[Material to process — start]
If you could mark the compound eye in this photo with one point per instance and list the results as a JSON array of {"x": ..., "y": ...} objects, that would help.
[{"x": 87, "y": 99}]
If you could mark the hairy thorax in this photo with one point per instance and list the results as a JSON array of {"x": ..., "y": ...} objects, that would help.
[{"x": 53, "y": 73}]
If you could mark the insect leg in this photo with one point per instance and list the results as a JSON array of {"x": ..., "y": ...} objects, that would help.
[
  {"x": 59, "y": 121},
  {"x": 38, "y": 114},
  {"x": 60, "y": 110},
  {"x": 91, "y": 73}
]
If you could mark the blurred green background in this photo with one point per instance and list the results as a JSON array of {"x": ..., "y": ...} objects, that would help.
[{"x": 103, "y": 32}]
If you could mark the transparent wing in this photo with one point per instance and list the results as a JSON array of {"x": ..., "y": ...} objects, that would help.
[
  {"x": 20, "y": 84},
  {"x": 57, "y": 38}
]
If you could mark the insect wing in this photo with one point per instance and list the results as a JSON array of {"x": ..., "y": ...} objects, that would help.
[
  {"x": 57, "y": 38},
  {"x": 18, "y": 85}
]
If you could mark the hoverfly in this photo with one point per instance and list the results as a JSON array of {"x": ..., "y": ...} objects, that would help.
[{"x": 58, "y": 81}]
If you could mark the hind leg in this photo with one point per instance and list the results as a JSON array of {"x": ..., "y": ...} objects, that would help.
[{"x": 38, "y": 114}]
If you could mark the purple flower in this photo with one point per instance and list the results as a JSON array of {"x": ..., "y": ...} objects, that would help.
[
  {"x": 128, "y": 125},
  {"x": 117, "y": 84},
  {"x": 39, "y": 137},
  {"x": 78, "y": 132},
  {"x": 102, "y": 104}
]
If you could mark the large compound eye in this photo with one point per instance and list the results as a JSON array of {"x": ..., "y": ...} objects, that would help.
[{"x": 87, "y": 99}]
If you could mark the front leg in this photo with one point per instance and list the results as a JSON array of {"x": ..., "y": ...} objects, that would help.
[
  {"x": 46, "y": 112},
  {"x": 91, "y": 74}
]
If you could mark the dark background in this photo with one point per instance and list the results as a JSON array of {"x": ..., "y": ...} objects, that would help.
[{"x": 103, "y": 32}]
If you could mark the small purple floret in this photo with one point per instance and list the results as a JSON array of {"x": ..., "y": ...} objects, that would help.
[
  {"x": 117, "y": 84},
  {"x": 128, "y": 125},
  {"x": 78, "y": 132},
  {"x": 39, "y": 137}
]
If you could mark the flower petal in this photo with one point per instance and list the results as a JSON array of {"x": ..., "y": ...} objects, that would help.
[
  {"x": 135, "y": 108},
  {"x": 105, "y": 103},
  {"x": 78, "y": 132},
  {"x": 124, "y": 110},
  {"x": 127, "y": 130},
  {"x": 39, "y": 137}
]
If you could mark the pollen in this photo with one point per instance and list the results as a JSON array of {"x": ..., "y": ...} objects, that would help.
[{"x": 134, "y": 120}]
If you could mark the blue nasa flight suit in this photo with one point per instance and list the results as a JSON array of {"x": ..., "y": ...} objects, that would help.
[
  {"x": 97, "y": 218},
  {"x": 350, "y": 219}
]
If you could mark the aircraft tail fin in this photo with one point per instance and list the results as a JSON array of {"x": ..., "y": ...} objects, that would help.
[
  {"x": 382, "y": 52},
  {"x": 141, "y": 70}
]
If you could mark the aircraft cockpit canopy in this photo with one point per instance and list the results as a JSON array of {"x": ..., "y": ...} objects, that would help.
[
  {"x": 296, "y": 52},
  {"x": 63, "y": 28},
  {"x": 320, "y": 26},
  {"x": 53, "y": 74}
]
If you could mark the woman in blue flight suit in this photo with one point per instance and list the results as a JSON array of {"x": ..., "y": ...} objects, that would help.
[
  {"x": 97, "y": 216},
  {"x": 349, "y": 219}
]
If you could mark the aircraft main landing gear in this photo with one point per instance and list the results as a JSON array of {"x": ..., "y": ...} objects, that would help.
[Material to process — finish]
Task directions: The required output is the complete set of records, reproduced exactly.

Solution:
If you could mark the compound eye in this photo with one point per instance and list the results as a JSON array of {"x": ..., "y": ...} objects, that would help.
[{"x": 87, "y": 99}]
If you could mark the hairy thorax in this photo with one point per instance and list the results as a JSON array of {"x": ..., "y": ...} objects, that would help.
[{"x": 53, "y": 73}]
If you could mark the insect leg in this photo with one point per instance and list the results as a JSON array of {"x": ..., "y": ...} objects, that would help.
[
  {"x": 59, "y": 121},
  {"x": 38, "y": 114},
  {"x": 60, "y": 110},
  {"x": 91, "y": 73}
]
If you could mark the blurred green background in this photo with one point per instance and list the results as a JSON array of {"x": ..., "y": ...} objects, that would help.
[{"x": 103, "y": 32}]
If you could mark the transparent wing in this photo with one point per instance and list the results as a JSON array of {"x": ..., "y": ...} objects, that would help.
[
  {"x": 20, "y": 84},
  {"x": 57, "y": 38}
]
If you could mark the insect wing in this photo with one point per instance and list the results as a JSON array of {"x": ..., "y": ...} objects, that would help.
[
  {"x": 57, "y": 38},
  {"x": 18, "y": 85}
]
If you could mark the hoverfly in this photo with one point per instance and list the results as a JSON array of {"x": ..., "y": ...} objects, that would help.
[{"x": 58, "y": 81}]
If you could mark the hind leg in this photo with one point per instance and list the results as a JSON array of {"x": ..., "y": ...} objects, that would help.
[{"x": 38, "y": 114}]
If you could mark the purple flower in this photo with one point per instance and list the results as a JSON array of {"x": ..., "y": ...} objects, that would help.
[
  {"x": 128, "y": 125},
  {"x": 117, "y": 84},
  {"x": 39, "y": 137},
  {"x": 78, "y": 132},
  {"x": 102, "y": 104}
]
If you could mark the large compound eye in this photo with one point per instance and list the results as a JSON array of {"x": ..., "y": ...} objects, that would help.
[{"x": 87, "y": 99}]
If you could mark the front leg in this photo with one point per instance and list the results as a JSON array of {"x": ..., "y": ...} objects, that would help.
[
  {"x": 46, "y": 112},
  {"x": 91, "y": 74}
]
If you could mark the dark background in this photo with one point per instance and list the results as a JSON array of {"x": ..., "y": ...} objects, that would help.
[{"x": 103, "y": 32}]
If you could mark the small purple floret in this photo with one point per instance and list the results as a JSON array of {"x": ..., "y": ...} objects, that would help.
[
  {"x": 117, "y": 84},
  {"x": 128, "y": 125},
  {"x": 78, "y": 132},
  {"x": 39, "y": 137}
]
If you could mark the flower petal in this photo with one point per instance and list the results as a JSON array of {"x": ..., "y": ...} objects, that would help.
[
  {"x": 135, "y": 108},
  {"x": 105, "y": 103},
  {"x": 78, "y": 132},
  {"x": 124, "y": 110},
  {"x": 127, "y": 130},
  {"x": 39, "y": 137}
]
If you could mark the pollen in this photo with one point per instance and list the results as a JSON array of {"x": ..., "y": ...} objects, that would help.
[{"x": 134, "y": 120}]
If you could mark the blue nasa flight suit in this photo with one point per instance and list the results as a JSON array of {"x": ..., "y": ...} objects, that would help.
[
  {"x": 97, "y": 218},
  {"x": 350, "y": 219}
]
If you could mark the aircraft tail fin in this photo with one point per instance and list the results as a JSON array of {"x": ..., "y": ...} objects, that would help.
[
  {"x": 382, "y": 52},
  {"x": 141, "y": 70}
]
If you could mark the aircraft cockpit canopy in this photo with one point per instance and list the results as a JSON array of {"x": ..., "y": ...} objects, that would help.
[
  {"x": 296, "y": 52},
  {"x": 63, "y": 28},
  {"x": 320, "y": 26},
  {"x": 53, "y": 74}
]
If you could mark the woman in blue flight suit in this photo with one point per instance and list the results as a JSON array of {"x": ..., "y": ...} objects, that would help.
[
  {"x": 97, "y": 216},
  {"x": 349, "y": 219}
]
If you could mark the aircraft main landing gear in this photo with one point per instance and list the results as a JSON array of {"x": ..., "y": ...} objects, that would help.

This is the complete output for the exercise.